■ **SUPPLIED MATERIAL**
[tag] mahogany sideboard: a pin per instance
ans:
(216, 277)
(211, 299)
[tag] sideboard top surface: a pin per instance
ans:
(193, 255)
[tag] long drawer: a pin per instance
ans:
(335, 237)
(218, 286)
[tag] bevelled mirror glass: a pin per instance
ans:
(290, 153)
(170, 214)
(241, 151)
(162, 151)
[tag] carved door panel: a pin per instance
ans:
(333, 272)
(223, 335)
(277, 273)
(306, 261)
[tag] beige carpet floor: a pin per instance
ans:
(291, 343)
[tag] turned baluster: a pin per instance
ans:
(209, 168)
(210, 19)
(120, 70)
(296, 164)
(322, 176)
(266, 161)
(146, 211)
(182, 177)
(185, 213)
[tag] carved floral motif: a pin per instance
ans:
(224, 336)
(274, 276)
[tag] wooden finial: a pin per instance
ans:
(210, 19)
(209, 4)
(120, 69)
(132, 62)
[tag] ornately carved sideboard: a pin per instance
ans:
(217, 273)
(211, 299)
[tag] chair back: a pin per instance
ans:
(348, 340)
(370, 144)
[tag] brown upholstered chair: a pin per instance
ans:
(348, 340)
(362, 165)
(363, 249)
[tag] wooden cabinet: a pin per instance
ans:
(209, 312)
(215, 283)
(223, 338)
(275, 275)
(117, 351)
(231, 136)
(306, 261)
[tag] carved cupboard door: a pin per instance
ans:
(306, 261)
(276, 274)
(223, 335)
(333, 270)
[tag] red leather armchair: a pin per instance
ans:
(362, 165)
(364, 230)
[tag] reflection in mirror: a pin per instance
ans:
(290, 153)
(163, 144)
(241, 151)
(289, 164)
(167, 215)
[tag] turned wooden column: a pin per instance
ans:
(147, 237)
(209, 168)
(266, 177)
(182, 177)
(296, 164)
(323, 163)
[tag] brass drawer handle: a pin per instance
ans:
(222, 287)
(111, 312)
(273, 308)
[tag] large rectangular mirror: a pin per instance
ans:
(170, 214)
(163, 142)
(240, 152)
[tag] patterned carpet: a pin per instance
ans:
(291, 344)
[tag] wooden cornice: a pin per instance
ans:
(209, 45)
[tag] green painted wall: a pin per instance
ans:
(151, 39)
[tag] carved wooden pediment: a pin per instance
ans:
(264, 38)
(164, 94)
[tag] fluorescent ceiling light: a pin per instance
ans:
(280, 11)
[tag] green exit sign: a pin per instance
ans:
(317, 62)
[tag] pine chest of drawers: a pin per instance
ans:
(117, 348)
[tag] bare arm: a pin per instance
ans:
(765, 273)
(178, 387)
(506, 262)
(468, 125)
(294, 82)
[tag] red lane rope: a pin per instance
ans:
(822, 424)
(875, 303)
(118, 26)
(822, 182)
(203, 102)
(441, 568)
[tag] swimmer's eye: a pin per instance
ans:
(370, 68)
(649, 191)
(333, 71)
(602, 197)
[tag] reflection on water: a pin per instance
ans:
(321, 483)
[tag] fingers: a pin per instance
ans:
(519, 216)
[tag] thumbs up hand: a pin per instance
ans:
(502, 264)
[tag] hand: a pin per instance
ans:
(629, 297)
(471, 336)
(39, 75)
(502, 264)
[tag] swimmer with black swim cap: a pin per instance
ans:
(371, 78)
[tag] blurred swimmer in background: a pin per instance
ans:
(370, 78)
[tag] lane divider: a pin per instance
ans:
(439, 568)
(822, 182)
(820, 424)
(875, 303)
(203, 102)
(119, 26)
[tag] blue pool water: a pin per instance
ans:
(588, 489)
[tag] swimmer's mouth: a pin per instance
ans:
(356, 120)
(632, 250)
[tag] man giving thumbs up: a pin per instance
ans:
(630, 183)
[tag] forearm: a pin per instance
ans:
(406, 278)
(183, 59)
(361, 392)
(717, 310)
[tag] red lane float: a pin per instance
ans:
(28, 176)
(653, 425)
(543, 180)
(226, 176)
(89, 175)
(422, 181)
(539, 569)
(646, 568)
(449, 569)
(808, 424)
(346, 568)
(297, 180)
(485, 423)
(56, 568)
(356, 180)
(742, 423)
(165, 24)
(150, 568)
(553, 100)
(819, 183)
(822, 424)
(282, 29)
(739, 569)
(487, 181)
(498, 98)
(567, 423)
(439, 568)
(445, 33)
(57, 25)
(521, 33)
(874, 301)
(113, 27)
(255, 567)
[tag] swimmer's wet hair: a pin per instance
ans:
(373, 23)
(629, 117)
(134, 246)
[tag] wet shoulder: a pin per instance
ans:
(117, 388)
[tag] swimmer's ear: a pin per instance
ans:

■ **EXERCISE INSTRUCTIONS**
All the entries above need to be reproduced exactly.

■ **OUTPUT FOR THIS EXERCISE**
[tag] mahogany sideboard: a pin per instance
ans:
(216, 277)
(211, 299)
[tag] sideboard top surface: a pin per instance
ans:
(193, 255)
[tag] long drawer: a pin per instance
ans:
(335, 237)
(218, 286)
[tag] bevelled mirror glass: a pin per instance
ans:
(290, 153)
(170, 214)
(241, 151)
(162, 151)
[tag] carved door panel: a pin per instance
ans:
(333, 272)
(223, 335)
(277, 273)
(306, 261)
[tag] beige carpet floor: a pin per instance
ans:
(291, 343)
[tag] turned baluster: a pin per instance
ans:
(209, 168)
(210, 19)
(120, 70)
(296, 164)
(322, 176)
(266, 161)
(146, 211)
(182, 177)
(185, 213)
[tag] carved floral motif: a pin per instance
ans:
(224, 336)
(274, 276)
[tag] wooden finial: a pin per instance
ans:
(210, 19)
(209, 4)
(120, 69)
(132, 62)
[tag] ornately carved sideboard: a pin per instance
ans:
(217, 273)
(211, 299)
[tag] chair back: a pin per instance
ans:
(348, 340)
(370, 144)
[tag] brown upholstered chair: a pin per instance
ans:
(348, 340)
(362, 165)
(363, 249)
[tag] wooden cabinet: a pin per instance
ans:
(209, 312)
(215, 283)
(223, 338)
(275, 275)
(117, 351)
(231, 136)
(306, 261)
[tag] carved cupboard door: a pin per instance
ans:
(306, 261)
(276, 274)
(223, 335)
(333, 270)
[tag] red leather armchair: a pin per instance
ans:
(362, 165)
(364, 230)
[tag] reflection in mirror: a pin per instance
ans:
(290, 153)
(163, 144)
(241, 151)
(289, 164)
(167, 215)
[tag] turned wooden column: a pin per instance
ans:
(147, 237)
(209, 168)
(266, 177)
(182, 177)
(296, 164)
(323, 163)
[tag] brass drawer handle: a pin per instance
ans:
(222, 287)
(111, 312)
(273, 308)
[tag] large rectangular mirror: a pin per instance
ans:
(170, 214)
(163, 142)
(240, 152)
[tag] patterned carpet: a pin per instance
ans:
(291, 344)
[tag] wooden cornice: a pin per instance
ans:
(209, 45)
[tag] green painted wall: a pin per instance
ans:
(151, 39)
[tag] carved wooden pediment: a pin per instance
ans:
(264, 38)
(164, 94)
[tag] fluorescent ceiling light: a pin per instance
ans:
(280, 11)
[tag] green exit sign: a pin per instance
ans:
(317, 62)
[tag] pine chest of drawers: a pin per instance
ans:
(117, 348)
[tag] bare arm: a pin per instance
ans:
(765, 273)
(178, 387)
(506, 262)
(468, 125)
(294, 82)
[tag] red lane rope: a pin per instance
ans:
(822, 424)
(875, 303)
(118, 26)
(822, 182)
(203, 102)
(441, 568)
[tag] swimmer's eye: a pin per instance
ans:
(370, 68)
(649, 191)
(333, 71)
(602, 197)
[tag] reflection on water: a pin per instance
ans:
(321, 483)
[tag] fingers: a pin per instance
ans:
(519, 216)
[tag] thumbs up hand: a pin per instance
ans:
(502, 264)
[tag] hand: a pin per instance
ans:
(629, 297)
(471, 336)
(39, 75)
(502, 264)
[tag] swimmer with black swim cap: a pin per instance
ans:
(371, 78)
[tag] blurred swimmer in background: a pin per instance
ans:
(370, 78)
[tag] lane divider: a pin per instance
ans:
(439, 568)
(822, 182)
(820, 424)
(875, 303)
(203, 102)
(119, 26)
[tag] blue pool water: a pin per instance
ans:
(588, 489)
[tag] swimmer's mouth: a pin per instance
ans:
(356, 120)
(632, 250)
[tag] man giving thumbs up: a pin per instance
ans:
(630, 183)
[tag] forearm: a pin per instance
ans:
(406, 278)
(183, 59)
(361, 392)
(717, 310)
[tag] red lane float: a pin per instance
ans:
(28, 176)
(653, 425)
(543, 180)
(226, 176)
(89, 175)
(422, 181)
(539, 569)
(646, 568)
(449, 569)
(808, 424)
(346, 568)
(297, 180)
(485, 423)
(56, 568)
(356, 180)
(742, 423)
(165, 24)
(150, 568)
(553, 100)
(819, 183)
(822, 424)
(282, 29)
(739, 569)
(487, 181)
(498, 98)
(567, 423)
(439, 568)
(445, 33)
(57, 25)
(521, 33)
(874, 301)
(113, 27)
(255, 567)
[tag] swimmer's wet hair: a pin per instance
ans:
(373, 23)
(629, 117)
(134, 246)
[tag] wet shoulder: a pin per instance
ans:
(117, 388)
[tag] swimmer's ear: a pin per instance
ans:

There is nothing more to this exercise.